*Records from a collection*
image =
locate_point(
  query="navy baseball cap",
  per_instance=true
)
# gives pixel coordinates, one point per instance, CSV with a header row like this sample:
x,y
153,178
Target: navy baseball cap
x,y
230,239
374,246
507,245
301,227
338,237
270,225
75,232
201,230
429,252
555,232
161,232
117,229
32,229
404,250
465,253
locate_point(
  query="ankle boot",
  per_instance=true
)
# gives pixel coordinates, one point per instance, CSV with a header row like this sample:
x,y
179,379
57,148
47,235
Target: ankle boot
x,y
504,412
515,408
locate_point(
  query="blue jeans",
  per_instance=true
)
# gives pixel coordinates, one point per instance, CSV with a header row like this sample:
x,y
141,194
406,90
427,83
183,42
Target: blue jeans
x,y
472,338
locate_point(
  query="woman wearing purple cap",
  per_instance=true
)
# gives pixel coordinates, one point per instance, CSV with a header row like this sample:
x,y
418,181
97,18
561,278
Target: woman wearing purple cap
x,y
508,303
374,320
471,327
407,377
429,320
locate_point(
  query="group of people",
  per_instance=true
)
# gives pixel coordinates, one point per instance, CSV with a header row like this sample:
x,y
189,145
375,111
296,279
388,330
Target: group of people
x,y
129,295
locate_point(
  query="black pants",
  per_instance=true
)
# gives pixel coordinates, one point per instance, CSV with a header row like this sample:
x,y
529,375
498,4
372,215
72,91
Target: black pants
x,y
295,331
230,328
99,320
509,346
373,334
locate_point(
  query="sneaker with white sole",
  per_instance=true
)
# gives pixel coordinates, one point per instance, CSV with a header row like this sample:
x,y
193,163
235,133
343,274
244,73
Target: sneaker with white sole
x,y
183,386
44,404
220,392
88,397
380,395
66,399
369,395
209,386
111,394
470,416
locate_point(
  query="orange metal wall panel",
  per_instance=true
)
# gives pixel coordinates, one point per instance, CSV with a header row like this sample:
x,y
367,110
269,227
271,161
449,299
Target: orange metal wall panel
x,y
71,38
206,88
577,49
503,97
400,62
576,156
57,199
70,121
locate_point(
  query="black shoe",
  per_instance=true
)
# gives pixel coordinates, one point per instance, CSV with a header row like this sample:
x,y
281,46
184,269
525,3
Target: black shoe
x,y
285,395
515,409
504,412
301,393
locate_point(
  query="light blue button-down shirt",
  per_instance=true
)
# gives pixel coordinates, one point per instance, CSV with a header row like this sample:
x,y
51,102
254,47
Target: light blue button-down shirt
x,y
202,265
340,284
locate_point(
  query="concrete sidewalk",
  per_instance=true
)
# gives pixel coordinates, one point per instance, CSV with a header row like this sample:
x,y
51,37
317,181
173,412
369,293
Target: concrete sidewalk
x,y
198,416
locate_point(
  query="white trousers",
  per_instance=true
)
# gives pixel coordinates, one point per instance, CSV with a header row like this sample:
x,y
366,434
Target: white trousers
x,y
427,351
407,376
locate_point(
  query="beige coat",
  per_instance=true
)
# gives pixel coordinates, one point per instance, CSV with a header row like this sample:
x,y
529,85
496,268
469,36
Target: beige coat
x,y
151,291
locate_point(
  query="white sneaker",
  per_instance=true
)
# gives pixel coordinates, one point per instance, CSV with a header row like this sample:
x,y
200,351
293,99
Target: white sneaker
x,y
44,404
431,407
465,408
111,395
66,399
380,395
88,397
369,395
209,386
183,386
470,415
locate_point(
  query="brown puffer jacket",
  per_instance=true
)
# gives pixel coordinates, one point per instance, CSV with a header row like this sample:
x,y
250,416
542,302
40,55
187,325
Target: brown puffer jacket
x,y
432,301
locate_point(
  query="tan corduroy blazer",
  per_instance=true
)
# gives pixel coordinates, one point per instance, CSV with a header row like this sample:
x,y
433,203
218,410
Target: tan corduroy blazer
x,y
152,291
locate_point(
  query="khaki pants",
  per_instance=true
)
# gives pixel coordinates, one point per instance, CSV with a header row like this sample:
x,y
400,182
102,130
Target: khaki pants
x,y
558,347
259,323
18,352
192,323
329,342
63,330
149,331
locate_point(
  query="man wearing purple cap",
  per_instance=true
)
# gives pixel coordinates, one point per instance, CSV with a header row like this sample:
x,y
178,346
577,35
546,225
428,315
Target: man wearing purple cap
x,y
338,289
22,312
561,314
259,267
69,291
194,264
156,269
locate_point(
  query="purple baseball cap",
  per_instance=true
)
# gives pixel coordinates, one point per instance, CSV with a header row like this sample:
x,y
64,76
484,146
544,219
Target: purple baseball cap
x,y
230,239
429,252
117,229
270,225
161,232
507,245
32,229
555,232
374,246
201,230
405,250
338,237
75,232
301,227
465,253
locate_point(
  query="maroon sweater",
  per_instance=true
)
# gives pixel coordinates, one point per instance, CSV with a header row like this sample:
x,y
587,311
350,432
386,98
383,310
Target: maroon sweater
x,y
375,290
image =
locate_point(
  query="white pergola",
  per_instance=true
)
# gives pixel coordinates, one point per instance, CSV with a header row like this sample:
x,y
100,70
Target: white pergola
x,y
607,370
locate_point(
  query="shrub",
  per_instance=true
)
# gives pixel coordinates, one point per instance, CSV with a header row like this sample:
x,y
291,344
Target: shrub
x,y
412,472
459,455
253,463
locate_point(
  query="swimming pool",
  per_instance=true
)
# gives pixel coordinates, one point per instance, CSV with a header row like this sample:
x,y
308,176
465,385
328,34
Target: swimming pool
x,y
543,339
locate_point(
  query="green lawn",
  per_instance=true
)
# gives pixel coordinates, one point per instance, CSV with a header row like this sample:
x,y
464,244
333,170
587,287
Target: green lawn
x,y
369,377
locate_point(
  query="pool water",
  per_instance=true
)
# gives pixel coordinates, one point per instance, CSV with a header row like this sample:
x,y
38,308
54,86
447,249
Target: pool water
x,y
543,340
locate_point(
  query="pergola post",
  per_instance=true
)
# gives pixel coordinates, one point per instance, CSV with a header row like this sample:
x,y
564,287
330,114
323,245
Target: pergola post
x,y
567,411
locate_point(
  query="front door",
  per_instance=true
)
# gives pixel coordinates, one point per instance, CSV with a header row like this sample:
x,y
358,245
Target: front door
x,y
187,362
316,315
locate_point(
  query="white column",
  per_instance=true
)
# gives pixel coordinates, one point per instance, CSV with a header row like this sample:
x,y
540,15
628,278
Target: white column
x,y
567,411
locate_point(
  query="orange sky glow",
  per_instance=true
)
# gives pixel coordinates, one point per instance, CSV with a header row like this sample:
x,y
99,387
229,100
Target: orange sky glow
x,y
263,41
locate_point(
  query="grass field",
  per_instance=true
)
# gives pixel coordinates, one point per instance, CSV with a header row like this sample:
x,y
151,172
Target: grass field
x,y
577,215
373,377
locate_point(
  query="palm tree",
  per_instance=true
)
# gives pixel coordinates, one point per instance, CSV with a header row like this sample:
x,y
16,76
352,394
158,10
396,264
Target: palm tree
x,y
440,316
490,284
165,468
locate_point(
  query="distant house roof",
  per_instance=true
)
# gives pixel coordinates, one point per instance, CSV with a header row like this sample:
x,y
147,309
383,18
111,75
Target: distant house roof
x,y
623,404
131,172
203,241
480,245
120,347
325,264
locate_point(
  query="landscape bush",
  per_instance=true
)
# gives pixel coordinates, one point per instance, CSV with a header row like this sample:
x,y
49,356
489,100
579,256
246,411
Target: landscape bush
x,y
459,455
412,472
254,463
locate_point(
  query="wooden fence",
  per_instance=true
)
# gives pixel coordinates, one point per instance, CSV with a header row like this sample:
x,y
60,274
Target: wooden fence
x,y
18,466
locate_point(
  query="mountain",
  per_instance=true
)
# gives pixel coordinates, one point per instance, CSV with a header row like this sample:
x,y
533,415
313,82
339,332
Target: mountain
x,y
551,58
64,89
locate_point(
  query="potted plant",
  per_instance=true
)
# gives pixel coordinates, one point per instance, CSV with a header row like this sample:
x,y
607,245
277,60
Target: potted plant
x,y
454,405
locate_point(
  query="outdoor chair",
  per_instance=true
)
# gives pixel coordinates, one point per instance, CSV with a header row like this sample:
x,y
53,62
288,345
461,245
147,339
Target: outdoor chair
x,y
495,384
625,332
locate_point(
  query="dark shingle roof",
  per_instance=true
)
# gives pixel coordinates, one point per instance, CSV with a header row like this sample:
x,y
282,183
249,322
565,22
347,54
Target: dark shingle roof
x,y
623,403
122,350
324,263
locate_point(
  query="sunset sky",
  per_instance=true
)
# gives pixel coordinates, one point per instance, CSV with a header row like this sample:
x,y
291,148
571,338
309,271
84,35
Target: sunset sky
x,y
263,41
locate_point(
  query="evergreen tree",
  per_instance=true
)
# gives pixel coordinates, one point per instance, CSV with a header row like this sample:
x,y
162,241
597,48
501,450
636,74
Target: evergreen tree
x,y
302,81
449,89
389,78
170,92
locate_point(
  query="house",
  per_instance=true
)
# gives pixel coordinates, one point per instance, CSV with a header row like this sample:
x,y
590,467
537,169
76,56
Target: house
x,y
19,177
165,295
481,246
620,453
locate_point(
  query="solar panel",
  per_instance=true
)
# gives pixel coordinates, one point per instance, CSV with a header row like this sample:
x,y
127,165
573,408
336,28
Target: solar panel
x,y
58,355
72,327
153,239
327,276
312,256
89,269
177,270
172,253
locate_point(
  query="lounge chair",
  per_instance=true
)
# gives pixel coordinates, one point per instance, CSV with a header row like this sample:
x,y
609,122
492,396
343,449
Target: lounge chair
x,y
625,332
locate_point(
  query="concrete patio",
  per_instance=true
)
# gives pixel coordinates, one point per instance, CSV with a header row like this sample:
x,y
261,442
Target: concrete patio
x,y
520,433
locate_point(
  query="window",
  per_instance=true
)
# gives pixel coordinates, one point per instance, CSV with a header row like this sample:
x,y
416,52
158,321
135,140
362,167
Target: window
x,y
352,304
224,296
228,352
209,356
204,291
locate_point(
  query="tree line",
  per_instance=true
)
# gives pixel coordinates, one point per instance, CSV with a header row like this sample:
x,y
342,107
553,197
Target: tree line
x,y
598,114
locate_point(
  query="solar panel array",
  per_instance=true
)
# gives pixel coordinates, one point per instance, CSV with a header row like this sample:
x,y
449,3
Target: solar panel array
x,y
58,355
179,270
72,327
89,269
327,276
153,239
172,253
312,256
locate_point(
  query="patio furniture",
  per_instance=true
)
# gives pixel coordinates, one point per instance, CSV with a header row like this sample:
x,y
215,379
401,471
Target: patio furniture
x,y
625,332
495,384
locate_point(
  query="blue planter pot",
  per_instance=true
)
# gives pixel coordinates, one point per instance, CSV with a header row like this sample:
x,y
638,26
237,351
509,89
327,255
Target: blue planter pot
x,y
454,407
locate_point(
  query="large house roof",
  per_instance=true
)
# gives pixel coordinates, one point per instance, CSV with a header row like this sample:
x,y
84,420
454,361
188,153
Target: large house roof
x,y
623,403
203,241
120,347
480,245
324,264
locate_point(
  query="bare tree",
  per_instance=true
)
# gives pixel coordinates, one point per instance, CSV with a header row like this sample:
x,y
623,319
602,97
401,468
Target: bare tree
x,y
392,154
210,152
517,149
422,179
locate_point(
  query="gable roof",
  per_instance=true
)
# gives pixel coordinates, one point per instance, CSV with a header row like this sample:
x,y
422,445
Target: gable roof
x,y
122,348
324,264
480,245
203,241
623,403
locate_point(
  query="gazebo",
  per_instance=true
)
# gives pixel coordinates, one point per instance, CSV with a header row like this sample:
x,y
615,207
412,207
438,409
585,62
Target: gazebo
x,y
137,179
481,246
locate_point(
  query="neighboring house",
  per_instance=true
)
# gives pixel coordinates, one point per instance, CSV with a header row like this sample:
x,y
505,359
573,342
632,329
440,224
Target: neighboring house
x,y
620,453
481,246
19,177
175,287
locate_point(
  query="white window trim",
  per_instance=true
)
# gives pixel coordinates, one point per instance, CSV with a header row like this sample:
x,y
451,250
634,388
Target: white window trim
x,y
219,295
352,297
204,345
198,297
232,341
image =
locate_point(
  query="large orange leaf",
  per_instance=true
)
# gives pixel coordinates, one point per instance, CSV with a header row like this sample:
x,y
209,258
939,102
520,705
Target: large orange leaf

*TASK STATEMENT*
Go through the records, tally the lines holding the word "leaf", and give only the tally.

*WRITTEN REPLY*
2